STATED EXERCISE: Tally the lines in the records below that contain the string "pitch", treating uppercase and lowercase as distinct, and reply with only the number.

"""

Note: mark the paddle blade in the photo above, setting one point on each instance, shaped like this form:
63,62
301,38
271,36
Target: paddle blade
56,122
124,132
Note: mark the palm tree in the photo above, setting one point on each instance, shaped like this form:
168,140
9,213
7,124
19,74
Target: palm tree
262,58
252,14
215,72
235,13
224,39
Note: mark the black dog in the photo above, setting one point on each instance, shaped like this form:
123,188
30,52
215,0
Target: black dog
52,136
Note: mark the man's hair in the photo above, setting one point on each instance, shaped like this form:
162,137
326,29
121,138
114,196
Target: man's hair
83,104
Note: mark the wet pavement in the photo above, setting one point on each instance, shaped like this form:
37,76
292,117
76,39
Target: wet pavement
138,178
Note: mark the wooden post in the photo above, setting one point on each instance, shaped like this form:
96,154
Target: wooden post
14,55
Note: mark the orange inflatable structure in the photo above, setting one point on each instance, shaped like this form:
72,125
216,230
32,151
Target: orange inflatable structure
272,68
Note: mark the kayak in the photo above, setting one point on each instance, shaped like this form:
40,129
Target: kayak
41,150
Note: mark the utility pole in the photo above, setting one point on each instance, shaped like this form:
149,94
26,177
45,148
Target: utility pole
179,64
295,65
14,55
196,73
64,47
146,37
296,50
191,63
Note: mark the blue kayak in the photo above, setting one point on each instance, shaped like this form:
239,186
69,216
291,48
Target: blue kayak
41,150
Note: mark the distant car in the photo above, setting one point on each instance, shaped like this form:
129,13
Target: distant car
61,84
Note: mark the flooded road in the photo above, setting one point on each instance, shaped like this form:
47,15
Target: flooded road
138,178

"""
"""

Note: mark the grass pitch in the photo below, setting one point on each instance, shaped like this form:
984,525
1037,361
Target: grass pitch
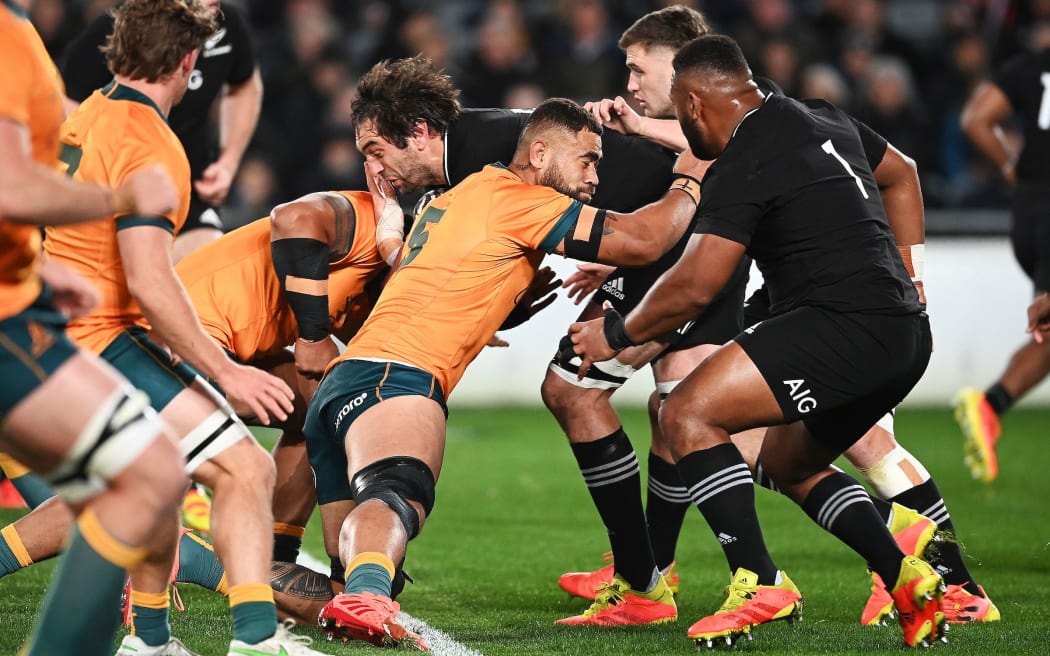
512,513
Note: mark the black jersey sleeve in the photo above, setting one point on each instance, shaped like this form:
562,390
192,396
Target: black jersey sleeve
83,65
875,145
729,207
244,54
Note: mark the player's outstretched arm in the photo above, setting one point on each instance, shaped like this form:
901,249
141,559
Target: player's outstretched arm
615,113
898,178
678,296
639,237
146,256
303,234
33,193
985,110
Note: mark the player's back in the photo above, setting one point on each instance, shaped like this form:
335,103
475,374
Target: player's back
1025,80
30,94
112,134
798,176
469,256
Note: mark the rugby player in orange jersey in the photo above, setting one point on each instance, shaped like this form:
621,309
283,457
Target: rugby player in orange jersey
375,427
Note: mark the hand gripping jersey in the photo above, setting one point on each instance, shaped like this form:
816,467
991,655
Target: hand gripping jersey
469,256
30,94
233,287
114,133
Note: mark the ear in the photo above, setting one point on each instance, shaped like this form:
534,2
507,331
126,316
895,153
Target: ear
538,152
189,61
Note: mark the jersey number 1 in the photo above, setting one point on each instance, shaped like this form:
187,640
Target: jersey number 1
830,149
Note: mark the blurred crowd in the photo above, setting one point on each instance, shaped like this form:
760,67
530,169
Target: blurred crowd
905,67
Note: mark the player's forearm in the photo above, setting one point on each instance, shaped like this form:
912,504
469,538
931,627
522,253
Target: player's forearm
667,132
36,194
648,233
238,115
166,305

"""

THE RESPONSE: 2